Only those lines running from the line that contains "of the misty" through the end of the material are to be written out, each exactly as shown.

[Image location labeling entries]
--
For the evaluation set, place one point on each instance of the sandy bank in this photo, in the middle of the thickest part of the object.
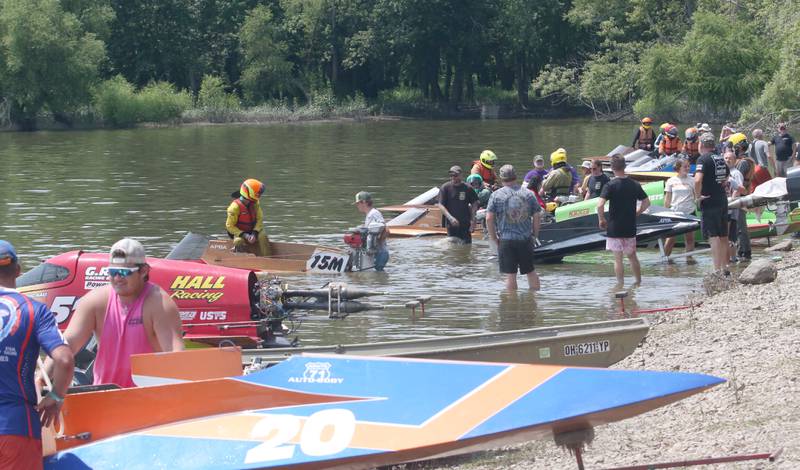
(749, 335)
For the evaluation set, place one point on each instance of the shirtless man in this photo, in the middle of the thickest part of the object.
(128, 316)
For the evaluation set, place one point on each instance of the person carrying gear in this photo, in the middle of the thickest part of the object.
(645, 136)
(745, 164)
(671, 143)
(484, 166)
(661, 134)
(691, 146)
(559, 180)
(245, 222)
(747, 167)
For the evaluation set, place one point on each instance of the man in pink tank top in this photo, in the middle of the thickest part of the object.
(129, 316)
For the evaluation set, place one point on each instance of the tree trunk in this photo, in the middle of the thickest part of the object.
(458, 84)
(448, 76)
(522, 81)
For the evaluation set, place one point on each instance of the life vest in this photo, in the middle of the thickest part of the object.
(486, 173)
(646, 137)
(670, 146)
(561, 190)
(760, 175)
(247, 216)
(692, 149)
(748, 177)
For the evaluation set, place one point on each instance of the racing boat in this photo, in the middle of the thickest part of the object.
(216, 303)
(598, 344)
(571, 235)
(581, 232)
(227, 305)
(284, 257)
(419, 217)
(350, 412)
(776, 218)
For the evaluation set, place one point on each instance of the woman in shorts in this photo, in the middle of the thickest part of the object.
(679, 196)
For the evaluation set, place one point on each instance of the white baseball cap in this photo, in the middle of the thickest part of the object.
(127, 252)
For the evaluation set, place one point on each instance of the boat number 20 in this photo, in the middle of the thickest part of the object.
(325, 432)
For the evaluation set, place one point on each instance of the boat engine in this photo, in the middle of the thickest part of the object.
(362, 245)
(277, 306)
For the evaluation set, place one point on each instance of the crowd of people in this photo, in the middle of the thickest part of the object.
(131, 315)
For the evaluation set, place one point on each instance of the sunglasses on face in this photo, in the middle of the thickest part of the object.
(122, 272)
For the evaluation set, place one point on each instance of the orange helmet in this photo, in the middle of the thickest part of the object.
(252, 189)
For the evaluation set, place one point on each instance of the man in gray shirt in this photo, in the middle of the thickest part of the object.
(512, 219)
(759, 149)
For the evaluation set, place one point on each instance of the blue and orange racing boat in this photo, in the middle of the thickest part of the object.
(354, 412)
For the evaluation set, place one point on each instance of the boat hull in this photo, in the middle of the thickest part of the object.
(354, 412)
(598, 344)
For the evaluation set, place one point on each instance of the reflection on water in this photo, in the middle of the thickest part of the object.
(84, 190)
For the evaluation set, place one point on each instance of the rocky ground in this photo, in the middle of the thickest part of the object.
(749, 335)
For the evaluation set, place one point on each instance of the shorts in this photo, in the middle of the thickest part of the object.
(20, 452)
(733, 233)
(625, 245)
(462, 232)
(782, 166)
(381, 258)
(714, 222)
(515, 254)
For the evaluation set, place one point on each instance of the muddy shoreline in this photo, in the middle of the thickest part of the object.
(747, 335)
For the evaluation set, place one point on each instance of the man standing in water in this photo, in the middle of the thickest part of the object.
(26, 326)
(622, 194)
(512, 218)
(129, 316)
(458, 203)
(373, 216)
(710, 181)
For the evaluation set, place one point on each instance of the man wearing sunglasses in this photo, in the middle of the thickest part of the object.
(26, 326)
(129, 316)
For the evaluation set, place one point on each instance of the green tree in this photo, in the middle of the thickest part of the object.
(266, 72)
(47, 60)
(723, 65)
(155, 40)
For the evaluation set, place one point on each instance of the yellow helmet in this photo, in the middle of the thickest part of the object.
(488, 158)
(739, 141)
(559, 156)
(252, 189)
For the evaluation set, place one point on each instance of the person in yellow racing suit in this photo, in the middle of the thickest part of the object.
(245, 222)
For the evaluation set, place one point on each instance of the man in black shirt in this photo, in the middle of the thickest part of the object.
(458, 203)
(710, 178)
(785, 147)
(622, 193)
(597, 181)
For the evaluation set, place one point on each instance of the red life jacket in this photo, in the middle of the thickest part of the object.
(247, 216)
(486, 173)
(646, 137)
(670, 146)
(692, 149)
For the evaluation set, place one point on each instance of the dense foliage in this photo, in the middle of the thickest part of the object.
(674, 59)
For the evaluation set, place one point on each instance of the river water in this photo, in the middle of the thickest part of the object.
(86, 189)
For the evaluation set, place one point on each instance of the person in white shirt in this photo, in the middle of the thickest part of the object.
(736, 188)
(364, 204)
(679, 196)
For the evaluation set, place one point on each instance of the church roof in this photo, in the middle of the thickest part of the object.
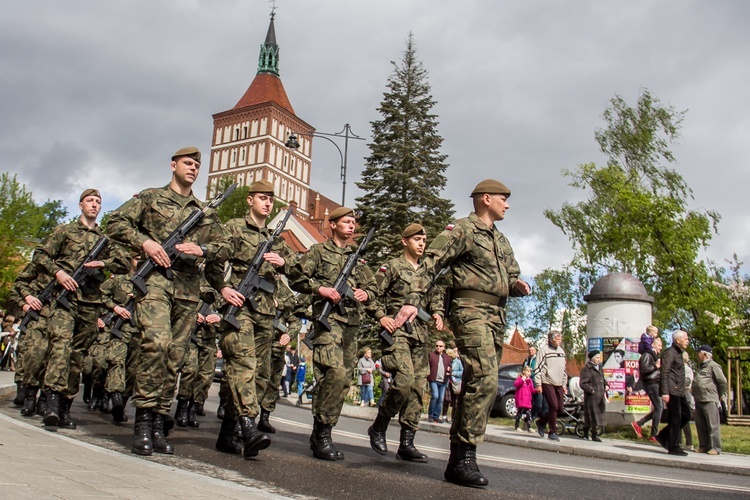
(265, 88)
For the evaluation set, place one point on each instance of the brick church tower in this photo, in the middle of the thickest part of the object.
(248, 141)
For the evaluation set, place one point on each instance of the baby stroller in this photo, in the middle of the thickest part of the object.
(307, 393)
(571, 419)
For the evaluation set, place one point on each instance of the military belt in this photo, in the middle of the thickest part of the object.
(480, 296)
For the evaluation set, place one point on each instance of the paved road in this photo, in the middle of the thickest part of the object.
(287, 467)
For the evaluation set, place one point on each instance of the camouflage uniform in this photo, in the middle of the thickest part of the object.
(167, 312)
(246, 352)
(121, 354)
(484, 270)
(406, 359)
(71, 332)
(288, 309)
(335, 352)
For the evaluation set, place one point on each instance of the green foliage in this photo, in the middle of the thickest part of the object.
(22, 224)
(636, 217)
(405, 172)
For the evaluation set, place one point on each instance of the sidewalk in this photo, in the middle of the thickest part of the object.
(37, 464)
(611, 449)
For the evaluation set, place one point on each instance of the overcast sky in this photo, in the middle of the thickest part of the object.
(101, 93)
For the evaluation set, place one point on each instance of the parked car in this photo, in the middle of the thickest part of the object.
(505, 401)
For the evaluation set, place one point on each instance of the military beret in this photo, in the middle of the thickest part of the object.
(491, 186)
(90, 192)
(413, 229)
(260, 187)
(191, 151)
(339, 213)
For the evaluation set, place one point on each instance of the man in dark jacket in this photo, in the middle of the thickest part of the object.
(672, 389)
(648, 368)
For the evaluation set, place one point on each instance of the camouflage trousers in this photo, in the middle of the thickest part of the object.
(478, 328)
(198, 370)
(271, 394)
(245, 352)
(121, 356)
(407, 362)
(95, 362)
(164, 323)
(35, 350)
(71, 334)
(333, 364)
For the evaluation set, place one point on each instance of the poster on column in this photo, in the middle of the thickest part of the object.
(620, 369)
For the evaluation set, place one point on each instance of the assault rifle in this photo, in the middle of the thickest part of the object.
(83, 273)
(421, 313)
(118, 321)
(252, 281)
(44, 298)
(204, 310)
(179, 234)
(342, 287)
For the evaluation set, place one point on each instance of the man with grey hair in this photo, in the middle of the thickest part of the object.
(709, 388)
(673, 391)
(550, 377)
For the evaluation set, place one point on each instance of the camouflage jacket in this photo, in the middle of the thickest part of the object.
(67, 247)
(154, 214)
(245, 237)
(320, 266)
(480, 259)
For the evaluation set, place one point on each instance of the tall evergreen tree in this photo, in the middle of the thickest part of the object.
(405, 172)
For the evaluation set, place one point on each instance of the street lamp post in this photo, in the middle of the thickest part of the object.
(293, 143)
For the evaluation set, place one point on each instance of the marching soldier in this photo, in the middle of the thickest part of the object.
(73, 331)
(484, 273)
(407, 358)
(335, 351)
(245, 351)
(166, 313)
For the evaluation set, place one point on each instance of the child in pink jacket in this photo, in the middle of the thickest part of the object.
(524, 386)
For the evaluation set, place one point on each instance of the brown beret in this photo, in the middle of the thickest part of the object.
(413, 229)
(491, 186)
(191, 151)
(260, 187)
(90, 192)
(339, 213)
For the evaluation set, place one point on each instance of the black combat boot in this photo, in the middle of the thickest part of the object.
(66, 422)
(406, 448)
(227, 442)
(180, 414)
(20, 394)
(321, 443)
(252, 438)
(462, 467)
(118, 407)
(199, 410)
(104, 407)
(377, 434)
(95, 403)
(142, 443)
(29, 402)
(192, 419)
(263, 423)
(86, 388)
(41, 403)
(161, 445)
(52, 410)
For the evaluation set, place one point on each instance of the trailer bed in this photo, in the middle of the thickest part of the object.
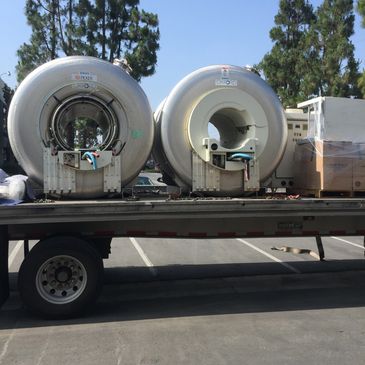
(186, 218)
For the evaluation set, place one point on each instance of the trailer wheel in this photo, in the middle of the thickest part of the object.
(61, 277)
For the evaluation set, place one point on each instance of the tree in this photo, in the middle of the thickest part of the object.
(285, 67)
(102, 28)
(361, 10)
(335, 69)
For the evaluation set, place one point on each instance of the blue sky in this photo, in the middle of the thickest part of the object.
(194, 34)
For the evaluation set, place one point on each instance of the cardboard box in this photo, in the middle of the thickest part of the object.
(323, 165)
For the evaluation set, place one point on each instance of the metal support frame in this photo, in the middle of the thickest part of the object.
(4, 269)
(320, 248)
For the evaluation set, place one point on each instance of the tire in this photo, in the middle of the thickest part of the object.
(61, 277)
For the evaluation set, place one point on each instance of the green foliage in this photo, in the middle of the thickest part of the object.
(107, 29)
(336, 70)
(285, 67)
(360, 7)
(312, 52)
(361, 10)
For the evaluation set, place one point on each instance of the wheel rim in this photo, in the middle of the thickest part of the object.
(61, 279)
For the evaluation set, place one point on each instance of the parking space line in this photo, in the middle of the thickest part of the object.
(15, 251)
(292, 268)
(348, 242)
(144, 257)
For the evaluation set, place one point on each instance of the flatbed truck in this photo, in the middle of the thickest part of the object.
(62, 275)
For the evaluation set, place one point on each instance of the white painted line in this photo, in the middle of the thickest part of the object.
(144, 257)
(15, 251)
(292, 268)
(348, 242)
(6, 345)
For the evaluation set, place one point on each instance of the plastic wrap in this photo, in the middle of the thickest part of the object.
(329, 165)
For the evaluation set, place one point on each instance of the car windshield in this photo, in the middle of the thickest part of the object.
(143, 180)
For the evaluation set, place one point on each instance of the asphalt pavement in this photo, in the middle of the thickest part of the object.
(232, 301)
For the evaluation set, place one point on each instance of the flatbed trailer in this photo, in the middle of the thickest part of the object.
(63, 273)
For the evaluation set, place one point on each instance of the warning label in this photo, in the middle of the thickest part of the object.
(226, 82)
(84, 76)
(225, 79)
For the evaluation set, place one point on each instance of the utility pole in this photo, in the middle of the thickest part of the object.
(2, 117)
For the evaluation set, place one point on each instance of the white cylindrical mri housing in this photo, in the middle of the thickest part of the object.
(248, 142)
(81, 127)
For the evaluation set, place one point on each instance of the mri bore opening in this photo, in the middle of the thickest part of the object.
(84, 124)
(230, 127)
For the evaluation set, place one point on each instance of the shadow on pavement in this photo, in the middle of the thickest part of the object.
(133, 294)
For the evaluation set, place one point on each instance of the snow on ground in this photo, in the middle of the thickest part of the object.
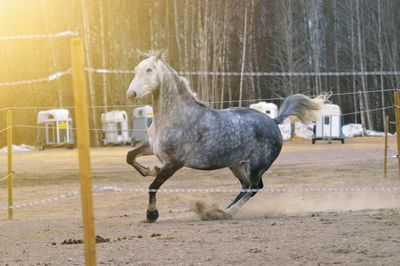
(18, 148)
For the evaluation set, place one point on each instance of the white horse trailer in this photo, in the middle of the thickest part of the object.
(115, 127)
(270, 109)
(54, 129)
(142, 120)
(329, 125)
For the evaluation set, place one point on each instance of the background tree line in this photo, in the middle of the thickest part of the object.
(210, 36)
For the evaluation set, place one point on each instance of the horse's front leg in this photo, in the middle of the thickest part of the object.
(142, 149)
(165, 172)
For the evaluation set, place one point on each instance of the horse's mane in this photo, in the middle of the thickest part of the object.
(160, 55)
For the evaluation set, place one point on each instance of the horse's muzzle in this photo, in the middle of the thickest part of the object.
(131, 96)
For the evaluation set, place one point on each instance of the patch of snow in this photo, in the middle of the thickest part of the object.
(18, 148)
(109, 189)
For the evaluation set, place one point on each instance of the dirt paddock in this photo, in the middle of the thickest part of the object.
(273, 228)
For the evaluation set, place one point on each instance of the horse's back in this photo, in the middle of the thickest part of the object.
(228, 136)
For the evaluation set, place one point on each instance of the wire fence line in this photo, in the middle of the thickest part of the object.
(133, 130)
(61, 34)
(74, 128)
(111, 188)
(259, 74)
(6, 177)
(51, 77)
(5, 129)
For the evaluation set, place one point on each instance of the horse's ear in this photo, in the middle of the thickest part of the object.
(161, 54)
(141, 55)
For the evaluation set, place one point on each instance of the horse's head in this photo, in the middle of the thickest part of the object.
(147, 77)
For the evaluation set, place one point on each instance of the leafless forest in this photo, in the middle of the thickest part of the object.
(340, 46)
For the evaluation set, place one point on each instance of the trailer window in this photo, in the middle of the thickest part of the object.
(326, 120)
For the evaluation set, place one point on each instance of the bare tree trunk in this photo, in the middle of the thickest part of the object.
(243, 55)
(223, 47)
(54, 64)
(103, 55)
(380, 50)
(178, 42)
(353, 60)
(362, 67)
(336, 26)
(251, 40)
(88, 51)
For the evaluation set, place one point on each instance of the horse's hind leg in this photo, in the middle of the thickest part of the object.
(241, 173)
(252, 172)
(142, 149)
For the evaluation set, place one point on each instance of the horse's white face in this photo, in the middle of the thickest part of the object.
(146, 79)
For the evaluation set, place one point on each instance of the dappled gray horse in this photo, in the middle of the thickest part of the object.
(187, 133)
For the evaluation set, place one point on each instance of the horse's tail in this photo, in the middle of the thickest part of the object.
(302, 107)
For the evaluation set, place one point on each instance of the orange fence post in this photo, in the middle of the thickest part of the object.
(397, 116)
(386, 145)
(83, 142)
(9, 163)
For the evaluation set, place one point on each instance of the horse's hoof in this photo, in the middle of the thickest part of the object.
(152, 216)
(154, 171)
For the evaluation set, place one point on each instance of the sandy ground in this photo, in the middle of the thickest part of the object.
(273, 228)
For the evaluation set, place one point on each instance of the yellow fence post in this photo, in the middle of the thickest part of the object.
(386, 145)
(83, 142)
(397, 116)
(9, 162)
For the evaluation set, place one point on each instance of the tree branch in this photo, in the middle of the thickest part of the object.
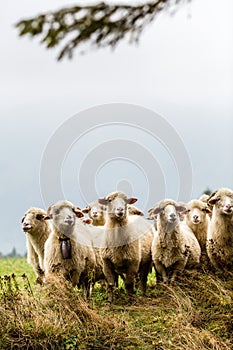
(99, 25)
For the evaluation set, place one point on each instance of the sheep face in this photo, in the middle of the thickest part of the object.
(169, 212)
(63, 215)
(196, 212)
(132, 210)
(33, 219)
(95, 211)
(116, 203)
(222, 201)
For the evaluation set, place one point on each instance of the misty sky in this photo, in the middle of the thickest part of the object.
(182, 69)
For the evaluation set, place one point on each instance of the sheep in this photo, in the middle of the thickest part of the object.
(122, 249)
(197, 219)
(220, 231)
(64, 254)
(96, 213)
(204, 198)
(37, 229)
(174, 246)
(132, 210)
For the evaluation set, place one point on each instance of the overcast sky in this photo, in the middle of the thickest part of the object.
(182, 69)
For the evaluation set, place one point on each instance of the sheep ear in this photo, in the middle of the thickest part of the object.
(87, 221)
(208, 210)
(49, 212)
(103, 201)
(78, 213)
(158, 210)
(131, 200)
(103, 207)
(212, 198)
(181, 209)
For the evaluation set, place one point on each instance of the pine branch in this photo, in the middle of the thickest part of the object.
(99, 25)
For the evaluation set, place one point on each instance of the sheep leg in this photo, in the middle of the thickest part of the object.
(143, 273)
(130, 277)
(178, 267)
(110, 276)
(161, 271)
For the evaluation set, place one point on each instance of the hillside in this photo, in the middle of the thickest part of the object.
(196, 313)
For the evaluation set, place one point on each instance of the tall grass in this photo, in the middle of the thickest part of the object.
(194, 314)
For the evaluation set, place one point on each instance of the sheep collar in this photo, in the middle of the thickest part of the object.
(65, 246)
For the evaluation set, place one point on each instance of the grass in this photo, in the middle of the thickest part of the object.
(194, 314)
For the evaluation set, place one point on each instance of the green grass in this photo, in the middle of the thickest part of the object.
(194, 314)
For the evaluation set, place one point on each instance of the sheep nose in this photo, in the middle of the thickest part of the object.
(173, 216)
(120, 209)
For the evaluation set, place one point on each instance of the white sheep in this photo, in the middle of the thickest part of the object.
(96, 213)
(220, 232)
(197, 219)
(174, 246)
(65, 253)
(37, 229)
(132, 210)
(122, 245)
--
■ **Task response**:
For the evaluation set, place one point on each instance of the misty sky in this photo, in the middle of the thickest part of the object.
(182, 69)
For the evaluation set, place one point on each instance of the sheep in this photo, in the middle of the thickest part of the object.
(122, 249)
(197, 219)
(220, 231)
(64, 254)
(96, 213)
(204, 198)
(37, 229)
(174, 246)
(132, 210)
For the evaluation set, place one point on each instance of the overcast sky in this photo, in the middle of the thickest part of the object.
(182, 69)
For the evaluation set, place one point on each instance of the sheep ear in this photo, in the middle of the thickest part of the object.
(87, 221)
(208, 210)
(49, 212)
(103, 201)
(78, 213)
(158, 210)
(131, 200)
(103, 207)
(212, 198)
(181, 209)
For the evaluation set, place one point on each instance of the pine branch in this photo, in the middle of the thickest part of the object.
(99, 25)
For the evaluation set, place one point on each instance of the sheep leg in this photo, in the middle of the thickest part of the object.
(143, 273)
(130, 277)
(178, 267)
(110, 276)
(161, 271)
For the evaluation set, place one point on each instance of the hillside in this photo, in the middle of the thickest part of the object.
(196, 313)
For the evaluation set, place one point on each instance of the tall grass in this photo, in the middle of the thickest part of the object.
(194, 314)
For the evaluation set, place one point on each instance of the sheep collar in this photo, in the middle of the thickest part of the object.
(65, 246)
For the evaluation set, place one point on each instance of the grass in this photo, in the middle of the thickest part of the object.
(194, 314)
For the evaluation set, place one point on each instance of the green grass in this photo, in the middle of the thickest part of the object.
(194, 314)
For the evaluation set, place one point on each instance of the sheep nose in this photo, in the middle of the thickest part of the object.
(173, 216)
(120, 209)
For the evaluation set, place one point on each instance of the white sheep in this photo, in the middle of the thickest part of the object.
(96, 213)
(220, 232)
(197, 219)
(174, 246)
(65, 253)
(37, 229)
(132, 210)
(122, 245)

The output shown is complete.